§ TASK LIST:
1. Answer these questions using the dandelion and burdock article:
(a) Which cultures prize the root of the burdock?
(b) What drink can be made using dandelion roots?
(c) How are dandelion and burdock unfortunately regarded?
2. List every location where, according to the dandelion and burdock article, the two plants can be found growing.
--- EXTRACT ---
Foraging for dandelion and burdock

Learn how to make the most of Mother Nature, as forager Fraser Christian shares his expert knowledge...

Foraging for dandelion and burdock

As heavy dew lays on early morning meadows, the flowering plants – such as dandelion and burdock – will start to whither and fade, and as they do so their energy is taken back to the roots and here is what we are after...

What you're looking for
The root of the burdock is much prized by Chinese and Japanese cultures and sometimes simply served fried. When burdock is combined with dandelion, it makes both a refreshing and cleansing drink, a powerful diuretic that can help cleanse the liver. It also benefits the skin and the complexion, and is even reputed to check against hair loss!

What you can do with it
The energy of these plants is not only beneficial medicinally, but can be used in many forms, from making a coffee substitute using dandelion roots, to the more commonly known dandelion and burdock drink.

Where you'll find it
Dandelion and burdock can be found growing along hedge banks and around waste ground and gardens – both are unfortunately regarded as weeds.
--- ENTRIES SUPPLIED ---
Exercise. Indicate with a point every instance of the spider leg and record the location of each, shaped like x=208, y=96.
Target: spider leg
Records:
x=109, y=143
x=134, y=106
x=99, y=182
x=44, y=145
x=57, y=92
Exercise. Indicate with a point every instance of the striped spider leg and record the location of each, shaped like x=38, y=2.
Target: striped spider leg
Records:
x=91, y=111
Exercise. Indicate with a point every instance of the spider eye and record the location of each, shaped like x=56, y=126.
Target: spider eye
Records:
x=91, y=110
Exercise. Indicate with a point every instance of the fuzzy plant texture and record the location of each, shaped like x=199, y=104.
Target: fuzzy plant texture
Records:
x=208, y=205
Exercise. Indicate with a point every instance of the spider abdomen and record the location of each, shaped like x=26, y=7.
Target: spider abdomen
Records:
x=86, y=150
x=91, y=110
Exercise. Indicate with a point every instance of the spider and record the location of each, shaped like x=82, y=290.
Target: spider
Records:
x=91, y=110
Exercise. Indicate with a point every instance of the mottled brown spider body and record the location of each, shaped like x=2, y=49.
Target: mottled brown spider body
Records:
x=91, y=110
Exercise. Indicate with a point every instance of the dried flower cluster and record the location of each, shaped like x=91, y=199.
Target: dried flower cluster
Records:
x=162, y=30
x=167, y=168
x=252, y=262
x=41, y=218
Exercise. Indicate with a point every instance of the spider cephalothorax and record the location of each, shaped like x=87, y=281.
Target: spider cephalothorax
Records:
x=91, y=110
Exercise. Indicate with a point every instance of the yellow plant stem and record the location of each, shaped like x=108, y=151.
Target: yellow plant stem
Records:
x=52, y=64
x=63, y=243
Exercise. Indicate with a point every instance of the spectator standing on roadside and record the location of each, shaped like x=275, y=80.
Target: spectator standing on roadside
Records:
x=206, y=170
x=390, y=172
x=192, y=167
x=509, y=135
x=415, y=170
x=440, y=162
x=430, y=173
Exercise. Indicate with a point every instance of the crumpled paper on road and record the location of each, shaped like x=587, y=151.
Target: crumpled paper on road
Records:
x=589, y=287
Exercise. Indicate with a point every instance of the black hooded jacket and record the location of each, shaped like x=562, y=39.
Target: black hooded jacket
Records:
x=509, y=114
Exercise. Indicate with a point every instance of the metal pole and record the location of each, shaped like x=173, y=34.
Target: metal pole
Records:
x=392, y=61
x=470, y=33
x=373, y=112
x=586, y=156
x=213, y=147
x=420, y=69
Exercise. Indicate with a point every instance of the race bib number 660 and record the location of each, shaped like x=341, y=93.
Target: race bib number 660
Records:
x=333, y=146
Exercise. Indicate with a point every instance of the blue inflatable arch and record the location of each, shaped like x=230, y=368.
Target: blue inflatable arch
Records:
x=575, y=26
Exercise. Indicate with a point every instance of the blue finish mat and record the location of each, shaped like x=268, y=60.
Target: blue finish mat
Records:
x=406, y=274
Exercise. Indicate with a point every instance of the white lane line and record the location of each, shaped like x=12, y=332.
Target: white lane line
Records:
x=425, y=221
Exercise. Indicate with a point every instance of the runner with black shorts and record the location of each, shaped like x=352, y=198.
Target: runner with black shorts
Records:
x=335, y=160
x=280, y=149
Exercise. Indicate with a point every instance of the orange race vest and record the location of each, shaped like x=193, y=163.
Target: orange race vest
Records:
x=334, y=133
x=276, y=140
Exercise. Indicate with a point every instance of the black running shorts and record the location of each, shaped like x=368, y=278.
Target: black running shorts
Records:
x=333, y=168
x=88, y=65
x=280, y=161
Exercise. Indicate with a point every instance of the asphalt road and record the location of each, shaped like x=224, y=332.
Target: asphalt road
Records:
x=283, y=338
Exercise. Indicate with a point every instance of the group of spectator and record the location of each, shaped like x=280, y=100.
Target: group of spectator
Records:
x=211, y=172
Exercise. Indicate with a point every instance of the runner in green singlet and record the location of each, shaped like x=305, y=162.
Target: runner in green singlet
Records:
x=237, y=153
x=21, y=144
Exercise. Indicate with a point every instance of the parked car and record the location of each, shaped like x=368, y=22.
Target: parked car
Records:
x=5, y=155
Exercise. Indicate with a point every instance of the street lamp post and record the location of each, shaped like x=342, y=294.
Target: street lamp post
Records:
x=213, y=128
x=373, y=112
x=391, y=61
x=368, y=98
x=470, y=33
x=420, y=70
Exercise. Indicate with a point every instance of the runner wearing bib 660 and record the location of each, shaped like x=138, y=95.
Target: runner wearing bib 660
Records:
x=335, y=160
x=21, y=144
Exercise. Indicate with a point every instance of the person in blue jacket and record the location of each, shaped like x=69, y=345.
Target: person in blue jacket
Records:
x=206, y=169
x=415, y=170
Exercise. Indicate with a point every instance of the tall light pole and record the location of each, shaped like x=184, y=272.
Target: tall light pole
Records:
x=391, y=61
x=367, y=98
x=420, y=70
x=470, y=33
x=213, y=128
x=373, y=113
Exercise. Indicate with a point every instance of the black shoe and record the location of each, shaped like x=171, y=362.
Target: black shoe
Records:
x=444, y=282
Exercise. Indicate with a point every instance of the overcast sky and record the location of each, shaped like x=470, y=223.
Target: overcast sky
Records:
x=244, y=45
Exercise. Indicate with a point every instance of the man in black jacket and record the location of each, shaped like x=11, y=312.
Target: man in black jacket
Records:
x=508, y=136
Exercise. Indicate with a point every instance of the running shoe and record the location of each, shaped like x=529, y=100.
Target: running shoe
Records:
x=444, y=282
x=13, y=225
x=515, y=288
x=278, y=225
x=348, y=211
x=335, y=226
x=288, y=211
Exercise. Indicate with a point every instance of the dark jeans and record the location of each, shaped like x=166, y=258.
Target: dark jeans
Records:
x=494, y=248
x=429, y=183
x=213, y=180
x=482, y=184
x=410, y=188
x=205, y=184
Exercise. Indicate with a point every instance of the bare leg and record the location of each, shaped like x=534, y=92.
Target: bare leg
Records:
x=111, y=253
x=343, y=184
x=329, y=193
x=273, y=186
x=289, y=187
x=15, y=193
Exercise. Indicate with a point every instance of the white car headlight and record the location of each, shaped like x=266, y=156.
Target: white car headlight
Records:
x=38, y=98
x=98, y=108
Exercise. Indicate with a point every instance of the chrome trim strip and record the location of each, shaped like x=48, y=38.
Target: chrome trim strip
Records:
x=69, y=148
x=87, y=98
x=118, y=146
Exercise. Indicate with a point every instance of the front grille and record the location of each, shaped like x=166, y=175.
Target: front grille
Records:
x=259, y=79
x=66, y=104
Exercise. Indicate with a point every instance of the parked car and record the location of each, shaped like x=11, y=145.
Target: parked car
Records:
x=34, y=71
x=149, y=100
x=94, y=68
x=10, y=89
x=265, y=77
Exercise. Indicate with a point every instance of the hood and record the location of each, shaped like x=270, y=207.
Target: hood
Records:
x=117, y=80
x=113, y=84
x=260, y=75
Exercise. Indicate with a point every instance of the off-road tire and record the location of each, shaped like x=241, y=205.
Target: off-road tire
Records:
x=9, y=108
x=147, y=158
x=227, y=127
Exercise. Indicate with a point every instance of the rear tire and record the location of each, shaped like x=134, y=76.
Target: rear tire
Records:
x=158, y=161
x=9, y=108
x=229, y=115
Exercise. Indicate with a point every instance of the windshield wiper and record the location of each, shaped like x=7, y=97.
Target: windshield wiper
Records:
---
--- ENTRIES SUPPLIED ---
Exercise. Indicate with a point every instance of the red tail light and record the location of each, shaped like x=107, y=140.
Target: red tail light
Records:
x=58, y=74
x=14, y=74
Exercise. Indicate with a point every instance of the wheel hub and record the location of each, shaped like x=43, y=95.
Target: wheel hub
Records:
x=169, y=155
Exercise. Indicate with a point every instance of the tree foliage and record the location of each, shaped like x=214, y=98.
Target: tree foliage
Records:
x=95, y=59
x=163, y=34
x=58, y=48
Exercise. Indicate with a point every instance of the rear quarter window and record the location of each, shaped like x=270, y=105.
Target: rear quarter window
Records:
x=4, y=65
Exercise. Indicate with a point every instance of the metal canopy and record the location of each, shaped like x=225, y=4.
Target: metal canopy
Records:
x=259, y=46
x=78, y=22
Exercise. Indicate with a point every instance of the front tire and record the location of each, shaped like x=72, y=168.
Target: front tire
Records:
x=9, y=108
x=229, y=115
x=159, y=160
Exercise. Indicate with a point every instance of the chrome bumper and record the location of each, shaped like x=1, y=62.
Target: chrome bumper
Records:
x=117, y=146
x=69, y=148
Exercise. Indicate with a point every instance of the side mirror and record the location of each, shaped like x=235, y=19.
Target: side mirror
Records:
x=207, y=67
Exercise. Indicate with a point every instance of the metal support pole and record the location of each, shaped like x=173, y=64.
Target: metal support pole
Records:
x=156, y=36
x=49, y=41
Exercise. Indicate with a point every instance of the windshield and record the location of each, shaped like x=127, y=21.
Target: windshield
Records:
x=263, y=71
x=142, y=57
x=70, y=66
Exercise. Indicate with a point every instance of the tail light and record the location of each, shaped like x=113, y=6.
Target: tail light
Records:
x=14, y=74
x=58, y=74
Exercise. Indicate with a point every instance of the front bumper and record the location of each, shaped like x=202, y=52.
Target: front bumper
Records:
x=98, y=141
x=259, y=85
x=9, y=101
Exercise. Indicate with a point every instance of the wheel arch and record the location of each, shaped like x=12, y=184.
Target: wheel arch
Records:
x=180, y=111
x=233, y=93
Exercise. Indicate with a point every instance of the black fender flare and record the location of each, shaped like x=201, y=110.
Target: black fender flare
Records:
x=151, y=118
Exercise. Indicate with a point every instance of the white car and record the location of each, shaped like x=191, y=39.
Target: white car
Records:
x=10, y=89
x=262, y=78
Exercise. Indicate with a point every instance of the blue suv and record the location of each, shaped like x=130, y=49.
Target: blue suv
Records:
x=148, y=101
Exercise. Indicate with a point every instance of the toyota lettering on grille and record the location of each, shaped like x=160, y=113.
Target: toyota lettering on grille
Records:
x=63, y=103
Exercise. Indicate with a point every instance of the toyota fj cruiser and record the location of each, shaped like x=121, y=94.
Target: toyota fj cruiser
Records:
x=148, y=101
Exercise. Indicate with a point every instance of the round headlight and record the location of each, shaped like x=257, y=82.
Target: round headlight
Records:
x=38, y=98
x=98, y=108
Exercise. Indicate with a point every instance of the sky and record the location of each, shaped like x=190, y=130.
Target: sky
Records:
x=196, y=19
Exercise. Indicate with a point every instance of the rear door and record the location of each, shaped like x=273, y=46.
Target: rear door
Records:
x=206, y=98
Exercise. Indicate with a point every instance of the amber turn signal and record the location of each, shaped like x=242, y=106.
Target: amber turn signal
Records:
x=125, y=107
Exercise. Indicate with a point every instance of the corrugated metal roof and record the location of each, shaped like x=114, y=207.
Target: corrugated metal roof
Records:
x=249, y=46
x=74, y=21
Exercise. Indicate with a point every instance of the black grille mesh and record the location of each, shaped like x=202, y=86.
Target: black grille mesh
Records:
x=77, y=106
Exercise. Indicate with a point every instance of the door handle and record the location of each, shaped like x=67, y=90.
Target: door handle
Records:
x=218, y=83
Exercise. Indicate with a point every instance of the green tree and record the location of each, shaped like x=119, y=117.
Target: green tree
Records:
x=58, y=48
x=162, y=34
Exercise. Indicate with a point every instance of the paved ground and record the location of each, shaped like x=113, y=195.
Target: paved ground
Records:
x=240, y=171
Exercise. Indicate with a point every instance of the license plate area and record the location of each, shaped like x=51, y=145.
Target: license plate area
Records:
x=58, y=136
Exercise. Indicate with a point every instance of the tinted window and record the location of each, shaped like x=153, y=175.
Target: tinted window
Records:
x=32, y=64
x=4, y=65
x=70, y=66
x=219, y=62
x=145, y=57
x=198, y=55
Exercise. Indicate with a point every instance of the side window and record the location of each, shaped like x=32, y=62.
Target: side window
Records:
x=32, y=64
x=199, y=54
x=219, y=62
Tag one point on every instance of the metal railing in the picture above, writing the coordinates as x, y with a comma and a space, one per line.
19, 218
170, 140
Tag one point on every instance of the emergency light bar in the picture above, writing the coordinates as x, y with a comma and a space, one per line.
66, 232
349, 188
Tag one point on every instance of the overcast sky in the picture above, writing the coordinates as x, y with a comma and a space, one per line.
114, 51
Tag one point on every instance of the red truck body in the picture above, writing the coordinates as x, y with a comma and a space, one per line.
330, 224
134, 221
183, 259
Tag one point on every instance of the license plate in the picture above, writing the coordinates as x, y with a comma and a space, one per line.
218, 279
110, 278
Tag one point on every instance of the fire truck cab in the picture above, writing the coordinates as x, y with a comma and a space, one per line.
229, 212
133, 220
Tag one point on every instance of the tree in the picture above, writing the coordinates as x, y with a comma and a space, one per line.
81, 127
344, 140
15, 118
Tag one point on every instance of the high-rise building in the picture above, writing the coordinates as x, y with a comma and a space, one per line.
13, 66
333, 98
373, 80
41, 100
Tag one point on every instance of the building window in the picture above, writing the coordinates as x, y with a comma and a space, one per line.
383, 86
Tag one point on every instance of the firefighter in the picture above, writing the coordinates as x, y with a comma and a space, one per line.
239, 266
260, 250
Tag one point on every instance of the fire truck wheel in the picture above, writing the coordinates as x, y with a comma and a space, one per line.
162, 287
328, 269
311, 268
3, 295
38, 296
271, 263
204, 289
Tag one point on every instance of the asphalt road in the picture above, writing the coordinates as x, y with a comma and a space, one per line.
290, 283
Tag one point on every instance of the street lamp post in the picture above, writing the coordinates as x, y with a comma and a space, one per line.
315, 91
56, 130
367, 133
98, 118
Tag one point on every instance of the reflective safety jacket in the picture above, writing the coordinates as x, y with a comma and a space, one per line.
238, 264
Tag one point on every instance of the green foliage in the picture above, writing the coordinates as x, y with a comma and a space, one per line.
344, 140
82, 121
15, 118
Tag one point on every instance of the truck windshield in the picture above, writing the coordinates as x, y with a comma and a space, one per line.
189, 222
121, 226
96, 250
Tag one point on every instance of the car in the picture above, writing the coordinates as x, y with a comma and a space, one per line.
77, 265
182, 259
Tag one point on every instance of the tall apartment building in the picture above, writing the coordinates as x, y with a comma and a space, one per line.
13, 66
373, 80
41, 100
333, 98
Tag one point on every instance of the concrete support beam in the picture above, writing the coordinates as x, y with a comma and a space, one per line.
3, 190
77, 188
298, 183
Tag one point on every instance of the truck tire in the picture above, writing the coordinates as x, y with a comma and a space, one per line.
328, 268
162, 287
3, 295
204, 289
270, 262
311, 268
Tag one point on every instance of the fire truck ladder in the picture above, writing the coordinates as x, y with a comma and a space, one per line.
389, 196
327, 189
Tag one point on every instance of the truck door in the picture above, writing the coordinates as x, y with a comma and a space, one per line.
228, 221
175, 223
---
§ RESPONSES TO THE TASKS:
1.
(a) Chinese and Japanese cultures.
(b) A coffee substitute.
(c) As weeds.

2.
- Hedge banks
- Waste ground
- Gardens